Task instructions:
- 1) Can you transcribe, word for word, the part of the Michael J. Fox passage that opens with the words containing "Fox's support of" and closes with "in one gulp."?
- 2) How would the Michael J. Fox passage go on from its last sentence? Continue it from there.

Excerpt to read:
******

He got out of the water and told his wife he was quitting. "She said, 'OK, let's towel off and go have dinner,' " he recalled.
"I quit my day job and found my life's work."
Soon after that, without knowing what his next professional step would be, he and his family took a vacation in France. The trip coincided with the Tour de France, which Fox watched, and later he was introduced to Lance Armstrong. It was the beginning of an influential friendship between the two.
Fox said he returned home inspired by what Armstrong had accomplished as an athlete, cancer survivor and advocate for cancer research. He threw himself into starting the Michael J. Fox Foundation, which he chairs but does not run.
Although he likes to refer to himself as a high school dropout who surrounded himself with brilliant business and scientific minds, Fox created a foundation credited with setting the tone for new Parkinson's research. The New York Times has called it "the most credible voice of Parkinson's research in the world."
A longer view
The foundation so far has distributed $140 million, Fox said Friday. Although in 2000 he believed that a cure or significant treatment options would be available in five years, he has learned to take a longer view of the process. Fox has advocated for funding of stem cell research - an effort restricted by the Bush administration and recently expanded by President Obama - but realizes, he said, that the approach to Parkinson's should be multi-pronged. The foundation has hired its own scientists and collaborates with pharmaceutical companies to work on drugs that might otherwise be overlooked.
Fox's support of stem cell research and candidates who support it has created the most controversy of his career. People - including legislators - had heard him speak openly about Parkinson's and describe the tremors, facial immobility or "mask" of the disease. They had watched him act in roles where he couldn't disguise his symptoms, most recently in "Rescue Me," where he still manages comedic timing as a paraplegic driving a car, arms trembling, and ordering his buddy to open another beer, which he swigs in one gulp.

******

Data shown:

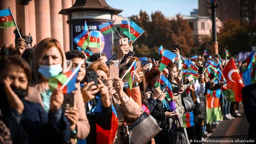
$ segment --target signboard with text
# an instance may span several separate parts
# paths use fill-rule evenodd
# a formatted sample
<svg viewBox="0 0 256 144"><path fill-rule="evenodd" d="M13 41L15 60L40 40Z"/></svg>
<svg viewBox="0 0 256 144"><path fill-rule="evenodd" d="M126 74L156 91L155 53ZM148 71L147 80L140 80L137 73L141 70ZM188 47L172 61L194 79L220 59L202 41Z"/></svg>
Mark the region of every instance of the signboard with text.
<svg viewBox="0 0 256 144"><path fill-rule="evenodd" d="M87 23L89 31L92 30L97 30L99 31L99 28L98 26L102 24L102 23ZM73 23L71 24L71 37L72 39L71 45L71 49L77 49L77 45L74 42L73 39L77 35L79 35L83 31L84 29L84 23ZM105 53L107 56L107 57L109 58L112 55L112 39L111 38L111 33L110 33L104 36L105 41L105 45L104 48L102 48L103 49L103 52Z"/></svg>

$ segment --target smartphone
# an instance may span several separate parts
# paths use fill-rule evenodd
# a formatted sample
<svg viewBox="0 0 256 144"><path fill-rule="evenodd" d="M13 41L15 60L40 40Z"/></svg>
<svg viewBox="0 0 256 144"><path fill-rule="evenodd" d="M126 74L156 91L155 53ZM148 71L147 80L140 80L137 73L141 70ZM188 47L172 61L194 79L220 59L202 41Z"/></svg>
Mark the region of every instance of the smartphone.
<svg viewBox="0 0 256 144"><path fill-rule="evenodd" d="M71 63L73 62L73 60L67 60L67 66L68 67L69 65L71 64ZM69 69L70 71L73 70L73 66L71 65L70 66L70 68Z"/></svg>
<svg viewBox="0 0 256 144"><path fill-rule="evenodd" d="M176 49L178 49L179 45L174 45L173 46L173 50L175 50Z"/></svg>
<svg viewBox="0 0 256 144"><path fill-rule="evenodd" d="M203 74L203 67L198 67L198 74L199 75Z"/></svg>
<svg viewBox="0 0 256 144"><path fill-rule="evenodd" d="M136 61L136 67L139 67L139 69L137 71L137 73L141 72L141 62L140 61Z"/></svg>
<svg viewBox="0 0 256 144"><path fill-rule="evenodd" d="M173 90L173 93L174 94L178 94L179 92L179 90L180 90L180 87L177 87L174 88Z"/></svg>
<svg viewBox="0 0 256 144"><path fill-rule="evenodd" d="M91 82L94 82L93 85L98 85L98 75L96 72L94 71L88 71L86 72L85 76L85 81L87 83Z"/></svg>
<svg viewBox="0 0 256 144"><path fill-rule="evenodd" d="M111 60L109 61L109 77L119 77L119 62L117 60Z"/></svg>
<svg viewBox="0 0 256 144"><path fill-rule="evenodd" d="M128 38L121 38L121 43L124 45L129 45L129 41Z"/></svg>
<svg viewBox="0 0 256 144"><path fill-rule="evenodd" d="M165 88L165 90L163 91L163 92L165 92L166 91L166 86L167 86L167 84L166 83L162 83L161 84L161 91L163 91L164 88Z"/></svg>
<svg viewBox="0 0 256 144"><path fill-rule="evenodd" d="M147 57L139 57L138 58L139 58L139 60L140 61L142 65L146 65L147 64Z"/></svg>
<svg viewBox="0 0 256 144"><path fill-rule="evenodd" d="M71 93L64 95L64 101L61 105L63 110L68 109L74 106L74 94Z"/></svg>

******

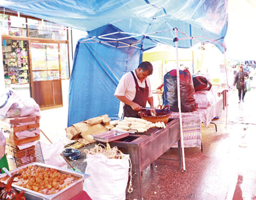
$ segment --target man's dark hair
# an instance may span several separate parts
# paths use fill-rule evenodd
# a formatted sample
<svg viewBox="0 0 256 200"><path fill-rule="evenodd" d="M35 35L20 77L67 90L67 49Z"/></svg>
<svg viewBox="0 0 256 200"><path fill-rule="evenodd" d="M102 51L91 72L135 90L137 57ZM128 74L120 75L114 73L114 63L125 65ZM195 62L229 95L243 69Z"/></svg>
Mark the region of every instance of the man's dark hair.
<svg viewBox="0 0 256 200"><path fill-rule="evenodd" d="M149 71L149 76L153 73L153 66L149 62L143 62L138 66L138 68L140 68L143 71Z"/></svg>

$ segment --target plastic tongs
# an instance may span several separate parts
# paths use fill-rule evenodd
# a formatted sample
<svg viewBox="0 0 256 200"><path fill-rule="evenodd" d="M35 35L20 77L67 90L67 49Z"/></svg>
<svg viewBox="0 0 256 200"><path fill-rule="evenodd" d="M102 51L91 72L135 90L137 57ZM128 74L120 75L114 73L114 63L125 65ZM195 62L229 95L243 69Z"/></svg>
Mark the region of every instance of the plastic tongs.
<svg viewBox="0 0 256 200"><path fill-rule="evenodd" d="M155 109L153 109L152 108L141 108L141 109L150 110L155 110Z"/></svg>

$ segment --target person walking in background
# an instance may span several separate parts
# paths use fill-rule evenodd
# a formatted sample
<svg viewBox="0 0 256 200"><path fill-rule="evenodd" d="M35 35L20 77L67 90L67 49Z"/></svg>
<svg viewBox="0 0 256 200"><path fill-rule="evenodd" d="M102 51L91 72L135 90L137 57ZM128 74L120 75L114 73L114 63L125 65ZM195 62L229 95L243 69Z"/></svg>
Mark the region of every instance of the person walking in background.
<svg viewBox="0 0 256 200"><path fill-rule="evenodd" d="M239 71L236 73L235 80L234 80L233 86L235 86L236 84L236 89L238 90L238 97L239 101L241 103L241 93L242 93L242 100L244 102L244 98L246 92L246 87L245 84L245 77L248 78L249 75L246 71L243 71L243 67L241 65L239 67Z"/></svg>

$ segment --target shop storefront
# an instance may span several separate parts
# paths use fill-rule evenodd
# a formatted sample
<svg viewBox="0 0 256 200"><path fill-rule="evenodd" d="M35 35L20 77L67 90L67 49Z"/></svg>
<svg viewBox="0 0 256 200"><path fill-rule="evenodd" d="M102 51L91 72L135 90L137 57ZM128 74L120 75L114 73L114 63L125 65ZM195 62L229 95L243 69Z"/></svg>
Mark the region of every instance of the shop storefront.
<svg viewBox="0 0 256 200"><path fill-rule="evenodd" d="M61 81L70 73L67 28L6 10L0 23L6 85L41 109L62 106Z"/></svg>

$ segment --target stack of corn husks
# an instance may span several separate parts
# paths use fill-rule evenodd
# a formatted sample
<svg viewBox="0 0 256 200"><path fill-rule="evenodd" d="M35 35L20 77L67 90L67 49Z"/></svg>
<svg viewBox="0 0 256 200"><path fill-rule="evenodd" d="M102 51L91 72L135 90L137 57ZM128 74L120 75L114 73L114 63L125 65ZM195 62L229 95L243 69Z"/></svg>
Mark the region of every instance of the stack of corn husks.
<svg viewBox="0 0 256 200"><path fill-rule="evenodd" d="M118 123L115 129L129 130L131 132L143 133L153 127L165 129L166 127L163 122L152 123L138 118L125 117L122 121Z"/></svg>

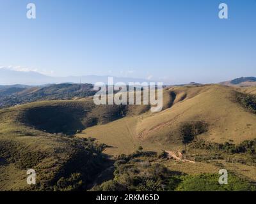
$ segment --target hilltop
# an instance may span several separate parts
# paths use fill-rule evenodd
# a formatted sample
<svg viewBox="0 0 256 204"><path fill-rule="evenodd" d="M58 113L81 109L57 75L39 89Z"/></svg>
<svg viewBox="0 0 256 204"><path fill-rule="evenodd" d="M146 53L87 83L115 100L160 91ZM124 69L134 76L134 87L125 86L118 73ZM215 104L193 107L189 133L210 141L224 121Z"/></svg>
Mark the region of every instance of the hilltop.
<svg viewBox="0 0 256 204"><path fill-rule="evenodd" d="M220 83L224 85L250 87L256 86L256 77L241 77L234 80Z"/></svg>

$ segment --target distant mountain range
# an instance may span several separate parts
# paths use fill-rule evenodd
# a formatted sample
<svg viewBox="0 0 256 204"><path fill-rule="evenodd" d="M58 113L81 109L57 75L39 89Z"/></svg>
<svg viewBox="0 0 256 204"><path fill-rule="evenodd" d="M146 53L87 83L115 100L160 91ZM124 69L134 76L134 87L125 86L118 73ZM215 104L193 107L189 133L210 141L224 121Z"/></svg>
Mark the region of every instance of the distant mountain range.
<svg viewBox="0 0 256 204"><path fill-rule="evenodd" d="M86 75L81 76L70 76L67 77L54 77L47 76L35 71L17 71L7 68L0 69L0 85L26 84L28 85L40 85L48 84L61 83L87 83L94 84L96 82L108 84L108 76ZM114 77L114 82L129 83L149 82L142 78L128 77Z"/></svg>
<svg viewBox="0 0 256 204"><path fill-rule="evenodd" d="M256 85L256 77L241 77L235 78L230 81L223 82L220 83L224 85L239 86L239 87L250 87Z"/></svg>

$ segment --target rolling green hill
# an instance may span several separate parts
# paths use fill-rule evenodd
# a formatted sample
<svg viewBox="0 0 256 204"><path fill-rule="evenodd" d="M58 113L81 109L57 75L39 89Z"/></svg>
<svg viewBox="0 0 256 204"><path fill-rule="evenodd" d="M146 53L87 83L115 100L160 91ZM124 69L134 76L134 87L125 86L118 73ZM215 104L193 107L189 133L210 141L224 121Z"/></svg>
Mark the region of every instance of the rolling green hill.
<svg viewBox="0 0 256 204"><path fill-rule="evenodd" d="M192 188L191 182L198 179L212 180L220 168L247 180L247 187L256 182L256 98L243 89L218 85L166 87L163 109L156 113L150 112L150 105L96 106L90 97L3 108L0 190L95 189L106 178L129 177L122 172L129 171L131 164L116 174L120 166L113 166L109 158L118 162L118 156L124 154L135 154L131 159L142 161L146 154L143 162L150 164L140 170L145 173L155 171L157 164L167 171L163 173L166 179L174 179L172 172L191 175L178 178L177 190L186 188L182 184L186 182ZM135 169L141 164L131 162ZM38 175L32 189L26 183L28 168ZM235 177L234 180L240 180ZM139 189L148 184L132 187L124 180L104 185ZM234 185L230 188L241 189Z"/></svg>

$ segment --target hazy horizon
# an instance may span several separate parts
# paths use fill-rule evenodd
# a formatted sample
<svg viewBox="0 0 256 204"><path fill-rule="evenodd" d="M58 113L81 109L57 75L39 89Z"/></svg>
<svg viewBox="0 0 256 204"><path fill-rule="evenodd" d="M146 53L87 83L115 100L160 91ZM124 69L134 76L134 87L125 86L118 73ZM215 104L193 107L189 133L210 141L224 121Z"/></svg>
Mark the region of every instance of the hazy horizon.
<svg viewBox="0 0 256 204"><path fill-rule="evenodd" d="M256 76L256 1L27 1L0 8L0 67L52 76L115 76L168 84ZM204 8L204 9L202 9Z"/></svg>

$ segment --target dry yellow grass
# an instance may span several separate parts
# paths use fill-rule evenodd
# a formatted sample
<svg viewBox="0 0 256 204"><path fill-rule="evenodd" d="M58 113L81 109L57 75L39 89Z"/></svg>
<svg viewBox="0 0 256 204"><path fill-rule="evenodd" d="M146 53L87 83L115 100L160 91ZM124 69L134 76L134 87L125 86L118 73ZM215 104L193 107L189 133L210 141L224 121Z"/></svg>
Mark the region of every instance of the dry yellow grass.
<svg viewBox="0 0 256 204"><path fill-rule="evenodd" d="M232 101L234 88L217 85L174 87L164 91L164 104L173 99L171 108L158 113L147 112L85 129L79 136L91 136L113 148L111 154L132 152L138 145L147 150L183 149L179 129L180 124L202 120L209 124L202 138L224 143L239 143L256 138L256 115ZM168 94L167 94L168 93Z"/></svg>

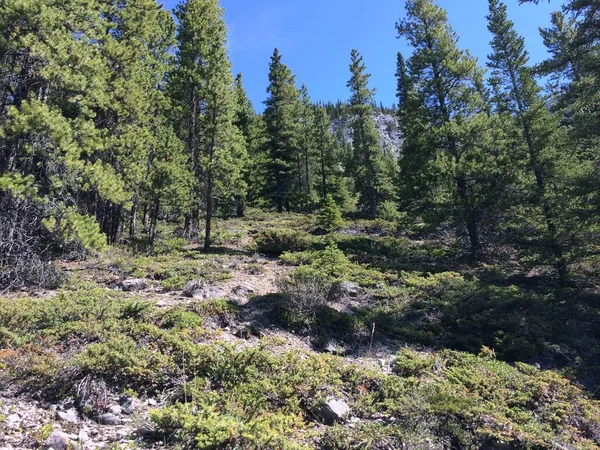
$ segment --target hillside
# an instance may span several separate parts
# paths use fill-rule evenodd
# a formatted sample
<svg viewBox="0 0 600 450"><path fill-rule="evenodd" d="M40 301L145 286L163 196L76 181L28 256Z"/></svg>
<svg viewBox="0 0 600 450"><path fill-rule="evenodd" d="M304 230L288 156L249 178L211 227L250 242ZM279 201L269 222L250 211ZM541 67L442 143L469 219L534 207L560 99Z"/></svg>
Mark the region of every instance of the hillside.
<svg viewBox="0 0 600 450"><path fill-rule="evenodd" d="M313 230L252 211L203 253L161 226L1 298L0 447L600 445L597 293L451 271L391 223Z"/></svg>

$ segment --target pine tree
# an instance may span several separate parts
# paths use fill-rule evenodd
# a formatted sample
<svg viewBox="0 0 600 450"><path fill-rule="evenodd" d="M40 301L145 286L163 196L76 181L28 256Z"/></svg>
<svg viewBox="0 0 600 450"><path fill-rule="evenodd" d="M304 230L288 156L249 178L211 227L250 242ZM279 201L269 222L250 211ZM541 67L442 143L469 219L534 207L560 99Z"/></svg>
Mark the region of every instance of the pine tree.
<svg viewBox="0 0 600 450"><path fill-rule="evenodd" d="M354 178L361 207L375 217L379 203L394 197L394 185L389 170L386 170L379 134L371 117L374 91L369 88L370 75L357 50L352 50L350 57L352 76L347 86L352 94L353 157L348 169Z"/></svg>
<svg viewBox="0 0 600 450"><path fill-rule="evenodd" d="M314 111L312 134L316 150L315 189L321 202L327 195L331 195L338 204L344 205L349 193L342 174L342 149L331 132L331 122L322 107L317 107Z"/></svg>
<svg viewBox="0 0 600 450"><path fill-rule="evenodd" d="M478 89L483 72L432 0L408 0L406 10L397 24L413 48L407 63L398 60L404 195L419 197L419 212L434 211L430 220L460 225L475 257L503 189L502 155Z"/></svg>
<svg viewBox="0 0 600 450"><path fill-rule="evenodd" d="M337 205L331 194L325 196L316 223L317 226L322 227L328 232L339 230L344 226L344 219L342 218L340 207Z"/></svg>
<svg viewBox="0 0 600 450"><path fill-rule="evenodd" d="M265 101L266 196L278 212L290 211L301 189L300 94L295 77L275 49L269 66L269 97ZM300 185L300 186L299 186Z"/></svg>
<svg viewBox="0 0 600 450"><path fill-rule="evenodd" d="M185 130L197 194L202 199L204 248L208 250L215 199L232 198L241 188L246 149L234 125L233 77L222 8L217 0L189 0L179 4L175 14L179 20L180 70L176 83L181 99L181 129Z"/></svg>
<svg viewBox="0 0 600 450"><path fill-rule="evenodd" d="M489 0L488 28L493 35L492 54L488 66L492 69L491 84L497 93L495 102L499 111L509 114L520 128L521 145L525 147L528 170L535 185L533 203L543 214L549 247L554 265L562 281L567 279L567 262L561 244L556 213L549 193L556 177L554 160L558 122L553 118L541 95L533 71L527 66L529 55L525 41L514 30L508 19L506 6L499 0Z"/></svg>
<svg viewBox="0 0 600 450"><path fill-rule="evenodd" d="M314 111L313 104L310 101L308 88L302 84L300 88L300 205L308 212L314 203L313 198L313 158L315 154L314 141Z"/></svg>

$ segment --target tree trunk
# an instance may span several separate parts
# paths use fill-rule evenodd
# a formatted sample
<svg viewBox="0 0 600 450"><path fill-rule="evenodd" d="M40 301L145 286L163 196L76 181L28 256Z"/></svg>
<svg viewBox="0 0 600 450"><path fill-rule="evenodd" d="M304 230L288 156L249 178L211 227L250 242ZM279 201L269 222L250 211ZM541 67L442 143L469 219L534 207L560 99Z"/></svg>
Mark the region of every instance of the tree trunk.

******

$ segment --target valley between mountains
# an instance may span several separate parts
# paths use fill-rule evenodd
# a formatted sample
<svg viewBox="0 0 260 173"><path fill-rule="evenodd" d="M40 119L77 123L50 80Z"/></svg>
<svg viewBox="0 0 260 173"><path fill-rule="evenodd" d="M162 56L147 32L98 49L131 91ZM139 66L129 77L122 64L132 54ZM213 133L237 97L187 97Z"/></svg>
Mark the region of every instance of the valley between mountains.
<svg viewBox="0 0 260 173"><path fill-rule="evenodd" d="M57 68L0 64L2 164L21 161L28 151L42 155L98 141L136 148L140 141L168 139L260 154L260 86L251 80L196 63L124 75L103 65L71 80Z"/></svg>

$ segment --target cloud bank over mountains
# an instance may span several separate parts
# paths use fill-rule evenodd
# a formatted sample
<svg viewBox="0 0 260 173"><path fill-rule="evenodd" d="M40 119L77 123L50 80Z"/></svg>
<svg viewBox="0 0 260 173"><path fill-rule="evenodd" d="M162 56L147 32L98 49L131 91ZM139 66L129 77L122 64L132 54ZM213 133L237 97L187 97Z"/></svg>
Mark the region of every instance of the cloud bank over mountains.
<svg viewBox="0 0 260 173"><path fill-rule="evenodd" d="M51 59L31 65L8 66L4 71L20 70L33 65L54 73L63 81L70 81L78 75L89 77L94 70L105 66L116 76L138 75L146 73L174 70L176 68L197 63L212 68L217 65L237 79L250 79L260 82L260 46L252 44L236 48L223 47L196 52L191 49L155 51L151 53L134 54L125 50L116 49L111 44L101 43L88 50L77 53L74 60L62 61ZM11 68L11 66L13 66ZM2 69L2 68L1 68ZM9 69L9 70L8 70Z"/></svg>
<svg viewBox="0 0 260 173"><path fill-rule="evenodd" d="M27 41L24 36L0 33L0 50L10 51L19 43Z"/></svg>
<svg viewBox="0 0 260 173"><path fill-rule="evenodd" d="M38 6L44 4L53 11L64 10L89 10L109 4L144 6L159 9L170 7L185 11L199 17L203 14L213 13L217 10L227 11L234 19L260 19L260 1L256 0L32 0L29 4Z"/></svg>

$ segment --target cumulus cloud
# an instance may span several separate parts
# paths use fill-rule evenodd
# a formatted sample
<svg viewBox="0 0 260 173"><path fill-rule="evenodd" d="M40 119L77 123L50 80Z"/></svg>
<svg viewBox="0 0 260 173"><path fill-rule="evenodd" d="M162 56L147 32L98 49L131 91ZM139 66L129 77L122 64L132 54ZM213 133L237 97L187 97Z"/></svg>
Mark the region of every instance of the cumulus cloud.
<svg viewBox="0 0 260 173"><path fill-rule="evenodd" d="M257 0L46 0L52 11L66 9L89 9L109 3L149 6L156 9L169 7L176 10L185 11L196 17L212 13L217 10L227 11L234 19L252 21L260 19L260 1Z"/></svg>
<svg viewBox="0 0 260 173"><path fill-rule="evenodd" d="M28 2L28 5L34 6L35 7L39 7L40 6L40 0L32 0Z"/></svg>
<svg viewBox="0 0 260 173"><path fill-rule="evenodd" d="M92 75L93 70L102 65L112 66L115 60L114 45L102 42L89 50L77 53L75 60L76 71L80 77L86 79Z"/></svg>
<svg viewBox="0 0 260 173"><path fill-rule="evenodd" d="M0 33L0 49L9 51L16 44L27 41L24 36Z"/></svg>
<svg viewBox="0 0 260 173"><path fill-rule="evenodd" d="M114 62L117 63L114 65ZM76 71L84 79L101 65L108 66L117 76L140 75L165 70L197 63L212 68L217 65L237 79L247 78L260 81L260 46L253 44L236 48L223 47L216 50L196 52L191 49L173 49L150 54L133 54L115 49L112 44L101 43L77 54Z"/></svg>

******

Task results:
- 1)
Fox's support of stem cell research and candidates who support it has created the most controversy of his career. People - including legislators - had heard him speak openly about Parkinson's and describe the tremors, facial immobility or "mask" of the disease. They had watched him act in roles where he couldn't disguise his symptoms, most recently in "Rescue Me," where he still manages comedic timing as a paraplegic driving a car, arms trembling, and ordering his buddy to open another beer, which he swigs in one gulp.

- 2)
"It was interesting as an actor to mess around with that and explore it creatively," he said in the interview. "I'm certainly glad I didn't go that way."
Then came conservative talk show host Rush Limbaugh's comments that Fox either exaggerated his symptoms or deliberately went off his meds when he appeared in political ads. Fox ignored Limbaugh's accusations at first, trying to play them down and turn the discussion back to his foundation's work. Now, after repeatedly being asked to address them - and Limbaugh's apparent imitation of his symptoms - Fox is more direct.
"Screw you," he said Friday. "I saw the footage of him doing that and I was mad, not for me, but it stigmatized this whole community of people."
The flap brings up the core of Fox's loss. Perhaps it is an occupational hazard, but he feared losing public approval. In movies, in TV, even in real life, he was always the nice guy. "I like to be liked," he said Friday, a sentiment he writes about in his most recent book as well. "I don't think I ever before would have put myself in a situation" not to be.
In the end, perhaps, he lost universal endorsement, but he received a loud standing ovation Friday, before heading to the Hayes Street Grill for a fundraiser. "It's kind of like going to see the pope if you had Parkinson's," said Lori Stasukelis of San Francisco, who doesn't have the disease, but is an avid Fox fan. "It gave me goose bumps."
Michael J. Fox: The Adventures of an Incurable Optimist: 10 p.m. Thursday (5/7/09) on ABC.